— ARTICLE —

══════════

I recently shelled out $20 on e-bay for a sheet of heat absorbing
glass for my Beseler 23C II and am VERY disappointed to find that it
does absolutely nothing to resolve my negative popping issue. My
testing procedure is to leave the enlarger on for about 30 seconds and
then focus with a grain focuser. I then shut off the enlarger, wait
about 10 seconds, and observe whether the the negative is still in
focus. I have tried taping both edges of the negative to the negative
carrier (pulling tightly to create lots of tension) and now the heat
absorbing glass, and the result is the same every time: the negative
is no longer in focus, but pops back into focus after about 10-15
seconds. (And I am _still_ taping _with_ the heat absorbing glass.)

WHY WHY WHY??? Where did Beseler go wrong with this model? I paid $75
for this enlarger. Am I now going to have to shell out $130 for an AN
glass carrier to solve this problem (I cannot find one used anywhere).
If I had known this was going to happen I would have bought a
different enlarger.

══════════

— REQUEST 1 —
Reproduce the records word for word, starting with their first line and going on through the line that contains "pixel 24 137".

[Collected data]

══════════

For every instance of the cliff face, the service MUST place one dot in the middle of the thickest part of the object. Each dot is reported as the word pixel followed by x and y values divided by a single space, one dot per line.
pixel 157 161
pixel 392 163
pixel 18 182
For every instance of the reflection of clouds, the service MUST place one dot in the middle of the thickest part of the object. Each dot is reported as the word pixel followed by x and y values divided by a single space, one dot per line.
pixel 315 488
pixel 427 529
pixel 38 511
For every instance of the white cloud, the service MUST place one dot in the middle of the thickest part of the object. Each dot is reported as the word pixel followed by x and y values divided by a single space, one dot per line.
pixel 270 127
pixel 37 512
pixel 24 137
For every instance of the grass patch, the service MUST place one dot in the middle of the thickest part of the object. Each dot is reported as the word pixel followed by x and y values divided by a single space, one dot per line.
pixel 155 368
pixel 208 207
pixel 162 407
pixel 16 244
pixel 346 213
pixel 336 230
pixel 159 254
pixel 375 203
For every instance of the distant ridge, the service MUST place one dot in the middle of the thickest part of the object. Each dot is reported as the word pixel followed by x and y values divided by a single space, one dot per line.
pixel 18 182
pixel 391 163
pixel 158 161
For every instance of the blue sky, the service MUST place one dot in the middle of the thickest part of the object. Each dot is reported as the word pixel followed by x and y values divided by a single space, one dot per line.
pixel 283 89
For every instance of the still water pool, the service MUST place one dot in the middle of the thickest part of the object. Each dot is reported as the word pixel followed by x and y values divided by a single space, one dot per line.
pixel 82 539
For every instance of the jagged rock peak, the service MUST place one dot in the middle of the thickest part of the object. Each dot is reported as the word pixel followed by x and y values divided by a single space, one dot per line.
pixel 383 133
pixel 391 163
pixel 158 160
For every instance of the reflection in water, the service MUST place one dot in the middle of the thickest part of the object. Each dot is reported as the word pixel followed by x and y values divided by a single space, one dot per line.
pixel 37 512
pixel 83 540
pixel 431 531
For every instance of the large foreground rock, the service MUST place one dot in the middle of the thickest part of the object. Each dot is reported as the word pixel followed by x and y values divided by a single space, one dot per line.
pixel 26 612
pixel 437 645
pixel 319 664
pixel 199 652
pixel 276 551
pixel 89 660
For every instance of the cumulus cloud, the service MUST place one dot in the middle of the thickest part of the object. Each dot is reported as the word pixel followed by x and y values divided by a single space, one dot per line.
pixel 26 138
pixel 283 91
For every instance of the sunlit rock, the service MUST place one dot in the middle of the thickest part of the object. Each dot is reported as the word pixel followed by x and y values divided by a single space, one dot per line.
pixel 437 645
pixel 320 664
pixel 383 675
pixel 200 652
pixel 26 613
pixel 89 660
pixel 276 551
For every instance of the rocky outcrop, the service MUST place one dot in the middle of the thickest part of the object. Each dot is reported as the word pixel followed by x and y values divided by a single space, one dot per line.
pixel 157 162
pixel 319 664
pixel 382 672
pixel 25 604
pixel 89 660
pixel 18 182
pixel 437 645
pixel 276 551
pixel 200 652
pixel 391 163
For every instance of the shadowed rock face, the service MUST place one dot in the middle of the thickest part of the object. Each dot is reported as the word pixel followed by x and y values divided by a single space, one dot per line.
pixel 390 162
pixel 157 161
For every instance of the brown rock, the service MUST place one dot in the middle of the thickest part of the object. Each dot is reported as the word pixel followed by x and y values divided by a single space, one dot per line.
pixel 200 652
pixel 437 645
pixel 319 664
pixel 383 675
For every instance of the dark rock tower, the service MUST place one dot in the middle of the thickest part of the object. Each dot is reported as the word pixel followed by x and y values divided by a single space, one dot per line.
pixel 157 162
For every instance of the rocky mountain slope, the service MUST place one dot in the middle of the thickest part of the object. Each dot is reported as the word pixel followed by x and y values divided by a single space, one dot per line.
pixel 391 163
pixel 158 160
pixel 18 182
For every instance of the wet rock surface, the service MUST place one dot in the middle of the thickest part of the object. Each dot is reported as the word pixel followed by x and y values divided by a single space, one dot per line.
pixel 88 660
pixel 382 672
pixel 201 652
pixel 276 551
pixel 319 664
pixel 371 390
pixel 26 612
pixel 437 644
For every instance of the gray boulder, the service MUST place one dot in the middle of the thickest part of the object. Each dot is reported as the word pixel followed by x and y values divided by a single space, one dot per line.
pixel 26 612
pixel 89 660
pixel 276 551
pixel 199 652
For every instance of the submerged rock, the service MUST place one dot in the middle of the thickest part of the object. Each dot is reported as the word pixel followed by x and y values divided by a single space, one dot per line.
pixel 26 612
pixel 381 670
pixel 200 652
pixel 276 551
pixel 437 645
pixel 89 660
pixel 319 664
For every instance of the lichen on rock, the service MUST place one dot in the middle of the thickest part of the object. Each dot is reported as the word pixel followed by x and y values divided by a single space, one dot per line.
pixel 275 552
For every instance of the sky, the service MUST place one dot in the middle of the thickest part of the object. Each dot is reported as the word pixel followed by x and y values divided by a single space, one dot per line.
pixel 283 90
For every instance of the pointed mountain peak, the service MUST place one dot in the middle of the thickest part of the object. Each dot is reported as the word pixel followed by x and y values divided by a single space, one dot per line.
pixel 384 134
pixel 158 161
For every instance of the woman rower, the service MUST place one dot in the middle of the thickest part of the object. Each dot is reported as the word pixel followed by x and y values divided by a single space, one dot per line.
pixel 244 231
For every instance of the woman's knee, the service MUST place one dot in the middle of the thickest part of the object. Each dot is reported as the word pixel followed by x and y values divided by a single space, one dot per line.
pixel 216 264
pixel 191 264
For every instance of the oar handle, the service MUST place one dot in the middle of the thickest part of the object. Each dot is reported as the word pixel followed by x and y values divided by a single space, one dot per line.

══════════

— REQUEST 2 —
Transcribe the enlarger post word for word, starting with "WHY WHY WHY???" and continuing through "different enlarger.".

— COMPLETE ANSWER 1 —
For every instance of the cliff face, the service MUST place one dot in the middle of the thickest part of the object. Each dot is reported as the word pixel followed by x and y values divided by a single space, one dot per line.
pixel 157 161
pixel 392 163
pixel 18 182
For every instance of the reflection of clouds, the service MUST place one dot in the middle of the thickest part of the object. Each dot is reported as the word pixel followed by x and y values divided by a single space, one dot per line.
pixel 315 488
pixel 427 529
pixel 38 511
For every instance of the white cloud, the service MUST place one dot in the middle of the thickest part of the object. Each dot is reported as the word pixel followed by x and y values divided by a single space, one dot per line.
pixel 270 127
pixel 37 512
pixel 24 137

— COMPLETE ANSWER 2 —
WHY WHY WHY??? Where did Beseler go wrong with this model? I paid $75
for this enlarger. Am I now going to have to shell out $130 for an AN
glass carrier to solve this problem (I cannot find one used anywhere).
If I had known this was going to happen I would have bought a
different enlarger.